● Entries from a pointing dataset:
━━━━━━

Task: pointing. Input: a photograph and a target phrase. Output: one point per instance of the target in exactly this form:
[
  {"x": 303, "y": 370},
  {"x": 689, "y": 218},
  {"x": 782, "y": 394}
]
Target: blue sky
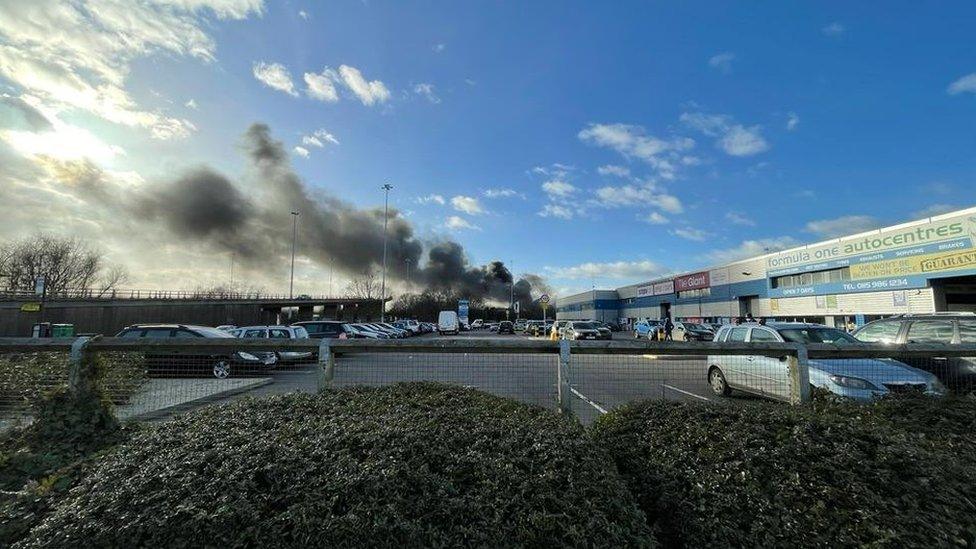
[{"x": 589, "y": 142}]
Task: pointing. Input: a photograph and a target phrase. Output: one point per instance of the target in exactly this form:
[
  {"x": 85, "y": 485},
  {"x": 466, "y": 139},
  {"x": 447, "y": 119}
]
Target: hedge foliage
[
  {"x": 26, "y": 377},
  {"x": 407, "y": 465},
  {"x": 896, "y": 473}
]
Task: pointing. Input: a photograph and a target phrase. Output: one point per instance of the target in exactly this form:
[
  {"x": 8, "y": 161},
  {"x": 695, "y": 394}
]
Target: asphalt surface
[{"x": 598, "y": 383}]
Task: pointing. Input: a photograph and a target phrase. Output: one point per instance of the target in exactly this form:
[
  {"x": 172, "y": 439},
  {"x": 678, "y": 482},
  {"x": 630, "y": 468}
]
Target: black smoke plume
[{"x": 252, "y": 219}]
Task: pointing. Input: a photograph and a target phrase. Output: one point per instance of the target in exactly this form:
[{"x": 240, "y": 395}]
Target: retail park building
[{"x": 918, "y": 267}]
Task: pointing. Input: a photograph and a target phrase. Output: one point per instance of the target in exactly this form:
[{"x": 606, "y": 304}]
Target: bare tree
[
  {"x": 364, "y": 287},
  {"x": 66, "y": 263}
]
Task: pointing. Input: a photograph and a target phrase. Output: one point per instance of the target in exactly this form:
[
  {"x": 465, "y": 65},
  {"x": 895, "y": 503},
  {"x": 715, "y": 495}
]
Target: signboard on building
[
  {"x": 718, "y": 277},
  {"x": 893, "y": 259},
  {"x": 666, "y": 287},
  {"x": 694, "y": 281}
]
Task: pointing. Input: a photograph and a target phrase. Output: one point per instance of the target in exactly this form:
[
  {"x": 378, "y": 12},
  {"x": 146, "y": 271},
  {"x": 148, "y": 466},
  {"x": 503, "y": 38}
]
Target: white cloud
[
  {"x": 275, "y": 76},
  {"x": 368, "y": 92},
  {"x": 436, "y": 198},
  {"x": 933, "y": 210},
  {"x": 736, "y": 218},
  {"x": 467, "y": 204},
  {"x": 502, "y": 193},
  {"x": 963, "y": 84},
  {"x": 742, "y": 141},
  {"x": 427, "y": 91},
  {"x": 751, "y": 248},
  {"x": 722, "y": 61},
  {"x": 615, "y": 270},
  {"x": 638, "y": 195},
  {"x": 842, "y": 226},
  {"x": 633, "y": 142},
  {"x": 321, "y": 86},
  {"x": 319, "y": 138},
  {"x": 457, "y": 223},
  {"x": 611, "y": 169},
  {"x": 84, "y": 65},
  {"x": 689, "y": 233},
  {"x": 792, "y": 121},
  {"x": 834, "y": 30},
  {"x": 558, "y": 189},
  {"x": 734, "y": 139},
  {"x": 654, "y": 218},
  {"x": 555, "y": 210}
]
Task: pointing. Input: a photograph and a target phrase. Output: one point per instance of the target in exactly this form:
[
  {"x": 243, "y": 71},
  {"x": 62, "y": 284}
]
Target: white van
[{"x": 447, "y": 323}]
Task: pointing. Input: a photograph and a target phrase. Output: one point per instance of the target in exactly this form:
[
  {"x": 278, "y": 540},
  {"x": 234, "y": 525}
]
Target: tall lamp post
[
  {"x": 294, "y": 238},
  {"x": 386, "y": 209}
]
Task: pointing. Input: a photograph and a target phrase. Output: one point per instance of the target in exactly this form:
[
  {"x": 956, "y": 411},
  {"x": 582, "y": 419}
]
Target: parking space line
[
  {"x": 682, "y": 391},
  {"x": 587, "y": 400}
]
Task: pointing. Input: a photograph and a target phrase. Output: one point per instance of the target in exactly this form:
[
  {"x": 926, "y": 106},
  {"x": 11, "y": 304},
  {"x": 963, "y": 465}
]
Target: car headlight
[{"x": 853, "y": 383}]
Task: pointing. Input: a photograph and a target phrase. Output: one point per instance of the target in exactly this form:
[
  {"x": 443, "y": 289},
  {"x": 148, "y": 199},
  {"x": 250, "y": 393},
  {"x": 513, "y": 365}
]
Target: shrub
[
  {"x": 407, "y": 465},
  {"x": 26, "y": 377},
  {"x": 832, "y": 474}
]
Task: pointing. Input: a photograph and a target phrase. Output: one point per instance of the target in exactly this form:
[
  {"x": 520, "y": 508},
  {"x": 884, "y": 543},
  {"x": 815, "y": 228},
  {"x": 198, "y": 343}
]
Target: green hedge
[
  {"x": 26, "y": 377},
  {"x": 407, "y": 465},
  {"x": 901, "y": 472}
]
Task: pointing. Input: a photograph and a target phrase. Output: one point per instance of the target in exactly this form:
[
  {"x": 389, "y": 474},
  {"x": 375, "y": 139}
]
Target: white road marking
[
  {"x": 586, "y": 399},
  {"x": 682, "y": 391}
]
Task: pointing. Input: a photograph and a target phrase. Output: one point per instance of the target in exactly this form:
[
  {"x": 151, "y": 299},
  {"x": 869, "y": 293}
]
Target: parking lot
[{"x": 597, "y": 382}]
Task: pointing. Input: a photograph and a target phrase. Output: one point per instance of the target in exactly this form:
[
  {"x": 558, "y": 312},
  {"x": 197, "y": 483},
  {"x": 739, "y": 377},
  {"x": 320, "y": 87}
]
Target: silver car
[{"x": 856, "y": 378}]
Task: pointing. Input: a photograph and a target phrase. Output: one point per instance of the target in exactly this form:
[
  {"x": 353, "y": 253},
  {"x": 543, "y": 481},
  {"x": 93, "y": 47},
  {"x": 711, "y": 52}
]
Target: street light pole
[
  {"x": 294, "y": 238},
  {"x": 386, "y": 209}
]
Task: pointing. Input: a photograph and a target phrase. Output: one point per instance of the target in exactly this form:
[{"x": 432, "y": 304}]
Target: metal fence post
[
  {"x": 799, "y": 376},
  {"x": 326, "y": 365},
  {"x": 80, "y": 371},
  {"x": 562, "y": 377}
]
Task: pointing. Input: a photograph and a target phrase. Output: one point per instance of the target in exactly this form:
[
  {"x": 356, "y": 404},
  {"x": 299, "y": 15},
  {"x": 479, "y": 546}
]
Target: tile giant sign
[
  {"x": 894, "y": 259},
  {"x": 693, "y": 281}
]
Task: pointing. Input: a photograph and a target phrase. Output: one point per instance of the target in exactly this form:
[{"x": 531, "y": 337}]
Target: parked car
[
  {"x": 940, "y": 328},
  {"x": 648, "y": 328},
  {"x": 586, "y": 329},
  {"x": 172, "y": 363},
  {"x": 856, "y": 378},
  {"x": 319, "y": 329},
  {"x": 277, "y": 332},
  {"x": 447, "y": 323},
  {"x": 692, "y": 332}
]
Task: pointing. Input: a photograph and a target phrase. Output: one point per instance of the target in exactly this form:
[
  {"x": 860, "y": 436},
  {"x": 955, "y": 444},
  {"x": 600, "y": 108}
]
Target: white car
[
  {"x": 447, "y": 323},
  {"x": 768, "y": 376},
  {"x": 276, "y": 332}
]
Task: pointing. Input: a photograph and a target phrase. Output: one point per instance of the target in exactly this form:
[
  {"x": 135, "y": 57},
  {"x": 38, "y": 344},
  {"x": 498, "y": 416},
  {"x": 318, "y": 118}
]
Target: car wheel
[
  {"x": 716, "y": 380},
  {"x": 221, "y": 369}
]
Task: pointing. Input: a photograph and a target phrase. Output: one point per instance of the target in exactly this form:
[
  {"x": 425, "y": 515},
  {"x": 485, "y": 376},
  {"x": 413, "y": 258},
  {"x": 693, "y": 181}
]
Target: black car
[
  {"x": 179, "y": 364},
  {"x": 940, "y": 328},
  {"x": 321, "y": 329}
]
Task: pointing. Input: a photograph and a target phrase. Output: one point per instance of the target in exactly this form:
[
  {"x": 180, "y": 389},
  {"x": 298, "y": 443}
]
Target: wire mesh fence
[{"x": 149, "y": 378}]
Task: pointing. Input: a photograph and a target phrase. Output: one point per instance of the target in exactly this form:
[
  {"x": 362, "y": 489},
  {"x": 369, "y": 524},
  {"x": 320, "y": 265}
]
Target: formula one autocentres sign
[
  {"x": 693, "y": 281},
  {"x": 898, "y": 258}
]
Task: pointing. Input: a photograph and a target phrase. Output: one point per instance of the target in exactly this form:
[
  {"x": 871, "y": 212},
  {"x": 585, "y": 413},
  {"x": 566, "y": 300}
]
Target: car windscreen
[
  {"x": 585, "y": 325},
  {"x": 817, "y": 335},
  {"x": 213, "y": 332}
]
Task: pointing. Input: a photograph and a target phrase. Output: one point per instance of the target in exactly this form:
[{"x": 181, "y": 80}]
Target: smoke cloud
[{"x": 251, "y": 218}]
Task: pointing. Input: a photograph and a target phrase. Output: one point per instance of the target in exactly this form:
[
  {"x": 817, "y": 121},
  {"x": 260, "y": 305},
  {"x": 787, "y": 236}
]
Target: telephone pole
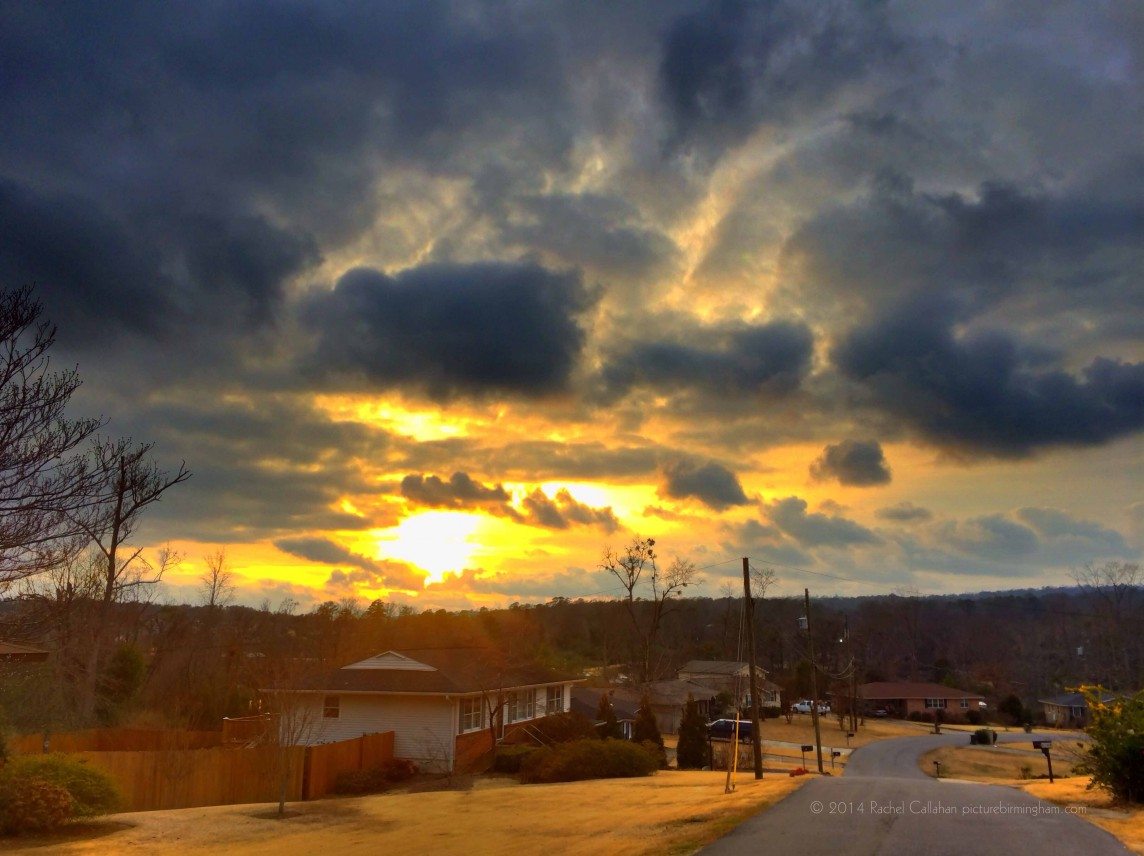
[
  {"x": 813, "y": 686},
  {"x": 756, "y": 728}
]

━━━━━━

● Exercise aim:
Show every line of the data above that contains the word "black", please. Case counts.

● Solved exercise:
Target: black smoke plume
Target: black car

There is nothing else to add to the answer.